**REQUEST A**
Please answer these from the groundwater contamination passage below, one answer per line:
(i) Which method did Michalak & Kitanidis (2004) employ to identify the source location?
(ii) Below what percentage did the error of concentration measurement value have to be controlled?
(iii) Which filter was used to update the estimation of concentration values and source weights?
-------- PASSAGE TO READ --------
The identification of groundwater contaminant sources is a primary step in designing and implementing a remediation strategy. The work presented here was undertaken to develop an efficient strategy that addresses the unknown multiple contaminant sources problem, and that could identify the number, location and magnitude of the groundwater contaminant sources and select optimal sampling locations. A Monte Carlo approach was used first to obtain the statistical characteristics of groundwater flow and transport model. Then the linear Kalman filter and a modified comparison method were utilized to update the estimation of concentration values and source weights, which represent the similarity between the estimated composite plume and each individual plume. Moreover, an optimization method was employed to identify the magnitude of contamination and the optimal sampling location. All of these steps were repeated until the weights stabilized and converged. A synthetic example was used to test the strategy and a further uncertainty analysis was conducted. The evaluation demonstrated that the strategy effectively addresses unknown multiple-source problems, under the condition that the error of concentration measurement value was controlled to less than 10%, and the time error was controlled to less than 6%.

## INTRODUCTION

Identifying the characteristics of groundwater contaminant sources is not only a major task before adopting a feasible remediation strategy, but also a general basis for how to apportion the remediation duties and costs from a legal and regulatory point of view (Butera *et al.* 2013). Due to the complexities of any groundwater system, it is always difficult to obtain all the useful information and utilize it to solve the inverse problem perfectly.

Characteristics of contaminant sources mainly include the number, location, magnitude and contaminant release history. For single-source inverse problems, researchers usually focus on identifying the location and release history of the contaminant source, and have achieved fruitful results. Skaggs & Kabala (1994) used the Tikhonov regularization method to recover the release history of a known groundwater contaminant source. Neupauer *et al.* (2000) used both Tikhonov regularization and the minimum relative entropy method to reconstruct the release history of a known source. Michalak & Kitanidis (2004) employed the adjoint state method to identify the source location. Wang & Jin (2013) adopted the Bayesian method to infer the location and magnitude of contaminant sources in three dimensions. Jha & Datta (2015) identified the location, starting release time and active duration of a source based on the dynamic time warping method. Nevertheless, the most common problems encountered in practice are those in which the number of contaminant sources is unknown. So a method tailored to complex and challenging multiple-source problems would be of considerable practical significance. Singh *et al.* (2004) used artificial neural networks to identify the location and release history of contaminant sources based on two synthetic examples. Jha & Datta (2013) identified the locations and release history of contaminant sources in a three-dimensional case based on an adaptive simulated annealing algorithm. Gurarslan & Karahan (2015) proposed a differential evolution algorithm to characterize the locations and release history of groundwater contaminant sources.
-------- DATA RECORDS --------
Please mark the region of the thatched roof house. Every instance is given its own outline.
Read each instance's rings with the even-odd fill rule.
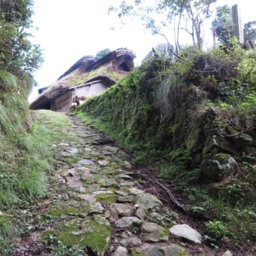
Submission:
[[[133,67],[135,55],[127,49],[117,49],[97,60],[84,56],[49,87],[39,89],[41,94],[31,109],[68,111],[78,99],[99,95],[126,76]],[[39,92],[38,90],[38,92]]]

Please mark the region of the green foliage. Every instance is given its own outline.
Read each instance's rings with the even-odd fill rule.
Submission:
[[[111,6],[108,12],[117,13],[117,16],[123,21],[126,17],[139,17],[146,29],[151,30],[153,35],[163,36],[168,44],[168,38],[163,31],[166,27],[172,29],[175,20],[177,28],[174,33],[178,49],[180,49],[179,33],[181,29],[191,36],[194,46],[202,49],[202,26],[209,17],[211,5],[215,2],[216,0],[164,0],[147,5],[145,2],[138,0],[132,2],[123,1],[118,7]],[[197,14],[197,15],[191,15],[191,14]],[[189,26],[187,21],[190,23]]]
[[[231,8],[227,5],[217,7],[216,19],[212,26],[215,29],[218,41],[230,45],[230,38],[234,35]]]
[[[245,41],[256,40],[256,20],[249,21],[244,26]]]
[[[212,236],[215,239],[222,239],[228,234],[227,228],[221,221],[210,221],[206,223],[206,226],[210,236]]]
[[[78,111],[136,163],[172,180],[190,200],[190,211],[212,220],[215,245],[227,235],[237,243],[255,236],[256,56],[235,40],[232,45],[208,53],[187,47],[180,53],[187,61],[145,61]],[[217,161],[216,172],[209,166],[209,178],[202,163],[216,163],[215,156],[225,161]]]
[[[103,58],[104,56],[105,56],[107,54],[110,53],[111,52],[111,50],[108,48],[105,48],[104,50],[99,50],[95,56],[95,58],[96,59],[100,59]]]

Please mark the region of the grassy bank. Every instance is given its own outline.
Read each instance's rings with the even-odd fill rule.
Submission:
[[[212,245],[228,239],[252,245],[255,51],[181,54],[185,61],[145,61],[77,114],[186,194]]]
--------
-------- DATA RECORDS --------
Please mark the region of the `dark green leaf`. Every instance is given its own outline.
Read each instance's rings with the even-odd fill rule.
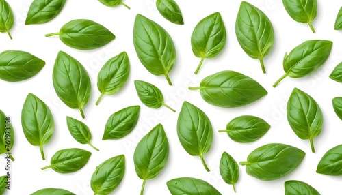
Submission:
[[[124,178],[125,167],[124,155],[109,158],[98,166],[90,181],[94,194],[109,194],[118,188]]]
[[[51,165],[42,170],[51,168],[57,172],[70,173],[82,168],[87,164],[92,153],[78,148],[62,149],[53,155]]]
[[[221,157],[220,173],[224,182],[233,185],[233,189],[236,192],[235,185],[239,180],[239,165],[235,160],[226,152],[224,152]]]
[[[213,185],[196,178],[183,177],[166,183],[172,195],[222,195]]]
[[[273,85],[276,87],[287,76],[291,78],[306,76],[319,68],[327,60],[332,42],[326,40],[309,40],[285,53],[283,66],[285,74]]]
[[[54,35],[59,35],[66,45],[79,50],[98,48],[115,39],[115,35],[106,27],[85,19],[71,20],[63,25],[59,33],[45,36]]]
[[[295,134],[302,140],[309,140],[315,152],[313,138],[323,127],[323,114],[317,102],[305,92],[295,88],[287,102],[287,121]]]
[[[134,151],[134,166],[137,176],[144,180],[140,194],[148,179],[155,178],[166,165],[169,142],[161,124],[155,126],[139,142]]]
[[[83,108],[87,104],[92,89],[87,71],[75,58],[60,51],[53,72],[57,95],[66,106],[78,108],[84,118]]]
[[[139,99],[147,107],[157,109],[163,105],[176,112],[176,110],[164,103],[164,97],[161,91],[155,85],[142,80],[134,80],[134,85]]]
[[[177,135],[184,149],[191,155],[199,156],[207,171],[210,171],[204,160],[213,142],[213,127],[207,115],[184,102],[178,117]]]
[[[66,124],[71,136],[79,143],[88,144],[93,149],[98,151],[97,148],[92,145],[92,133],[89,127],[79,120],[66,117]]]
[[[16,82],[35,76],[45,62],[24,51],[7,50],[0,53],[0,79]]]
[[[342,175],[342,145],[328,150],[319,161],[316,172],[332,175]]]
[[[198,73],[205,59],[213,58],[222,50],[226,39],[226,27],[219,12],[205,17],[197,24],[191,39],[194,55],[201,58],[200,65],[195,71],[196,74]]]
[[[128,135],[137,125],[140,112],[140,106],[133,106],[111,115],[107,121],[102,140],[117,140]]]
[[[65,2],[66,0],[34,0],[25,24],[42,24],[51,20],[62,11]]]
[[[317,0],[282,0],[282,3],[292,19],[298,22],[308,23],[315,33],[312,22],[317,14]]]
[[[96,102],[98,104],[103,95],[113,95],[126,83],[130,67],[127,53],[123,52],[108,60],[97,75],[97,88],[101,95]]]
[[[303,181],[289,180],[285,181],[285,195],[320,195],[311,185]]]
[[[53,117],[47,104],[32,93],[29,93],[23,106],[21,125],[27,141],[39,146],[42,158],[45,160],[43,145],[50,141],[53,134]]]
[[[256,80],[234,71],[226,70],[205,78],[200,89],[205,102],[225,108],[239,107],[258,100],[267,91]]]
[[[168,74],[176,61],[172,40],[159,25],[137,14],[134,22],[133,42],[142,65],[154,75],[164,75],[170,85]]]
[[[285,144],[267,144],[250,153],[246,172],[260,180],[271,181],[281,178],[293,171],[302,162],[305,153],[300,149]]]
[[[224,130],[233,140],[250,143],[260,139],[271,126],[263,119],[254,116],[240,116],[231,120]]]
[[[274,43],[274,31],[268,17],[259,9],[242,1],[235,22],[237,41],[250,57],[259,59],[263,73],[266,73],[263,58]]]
--------
-------- DATA RECORDS --------
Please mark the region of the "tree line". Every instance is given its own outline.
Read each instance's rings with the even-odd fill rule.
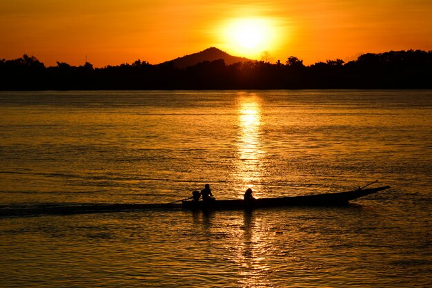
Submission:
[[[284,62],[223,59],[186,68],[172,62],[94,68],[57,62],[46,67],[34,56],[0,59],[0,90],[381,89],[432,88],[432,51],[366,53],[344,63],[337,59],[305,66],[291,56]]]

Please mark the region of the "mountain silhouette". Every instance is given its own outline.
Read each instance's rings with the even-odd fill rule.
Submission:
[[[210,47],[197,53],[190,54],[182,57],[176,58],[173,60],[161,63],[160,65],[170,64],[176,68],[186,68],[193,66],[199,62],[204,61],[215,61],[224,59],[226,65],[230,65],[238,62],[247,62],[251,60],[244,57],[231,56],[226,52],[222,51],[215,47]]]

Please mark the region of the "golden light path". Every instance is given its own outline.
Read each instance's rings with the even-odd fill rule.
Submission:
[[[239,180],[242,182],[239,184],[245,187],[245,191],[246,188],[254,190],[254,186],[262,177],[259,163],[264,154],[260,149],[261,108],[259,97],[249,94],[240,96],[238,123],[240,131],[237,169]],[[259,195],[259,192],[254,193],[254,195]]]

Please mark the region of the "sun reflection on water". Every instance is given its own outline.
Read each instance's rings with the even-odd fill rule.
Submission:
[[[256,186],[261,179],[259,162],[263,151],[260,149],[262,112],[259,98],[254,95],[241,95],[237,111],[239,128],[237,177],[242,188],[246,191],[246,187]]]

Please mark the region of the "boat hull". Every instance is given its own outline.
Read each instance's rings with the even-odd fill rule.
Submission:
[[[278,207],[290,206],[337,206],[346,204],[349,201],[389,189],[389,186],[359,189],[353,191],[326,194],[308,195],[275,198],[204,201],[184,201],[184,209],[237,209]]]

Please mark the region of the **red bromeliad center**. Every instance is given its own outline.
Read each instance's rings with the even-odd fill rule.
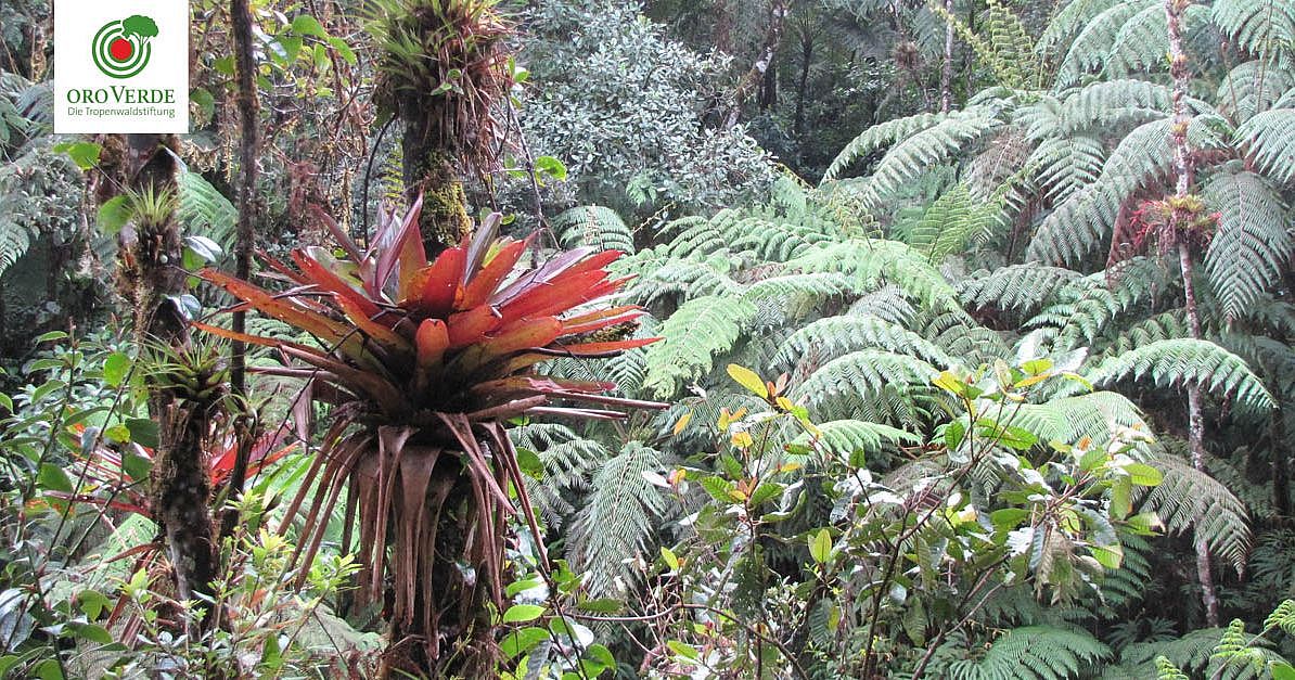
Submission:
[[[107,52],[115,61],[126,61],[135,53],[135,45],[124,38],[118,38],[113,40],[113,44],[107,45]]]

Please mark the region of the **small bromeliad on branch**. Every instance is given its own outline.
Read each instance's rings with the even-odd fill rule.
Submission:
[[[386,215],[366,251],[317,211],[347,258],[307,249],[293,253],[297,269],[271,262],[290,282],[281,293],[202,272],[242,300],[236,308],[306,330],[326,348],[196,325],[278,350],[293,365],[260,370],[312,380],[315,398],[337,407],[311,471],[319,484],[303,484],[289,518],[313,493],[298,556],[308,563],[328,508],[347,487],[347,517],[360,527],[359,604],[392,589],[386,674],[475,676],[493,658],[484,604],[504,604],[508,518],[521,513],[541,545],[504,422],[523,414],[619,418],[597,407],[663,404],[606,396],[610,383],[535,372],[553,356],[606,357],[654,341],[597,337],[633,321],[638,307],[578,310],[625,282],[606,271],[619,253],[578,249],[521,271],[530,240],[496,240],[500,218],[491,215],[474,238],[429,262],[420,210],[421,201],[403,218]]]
--------
**REQUEST B**
Pull out every line of the listing above that contains the word "bromeliad".

**RESULT A**
(i) The adjoint state method.
(ii) Less than 10%.
(iii) The linear Kalman filter.

**RESULT B**
Please mark the region of the **red bromeliad center**. Every instance is given its own outline.
Please mark the region of the **small bromeliad on branch**. Every instance is given its own outline.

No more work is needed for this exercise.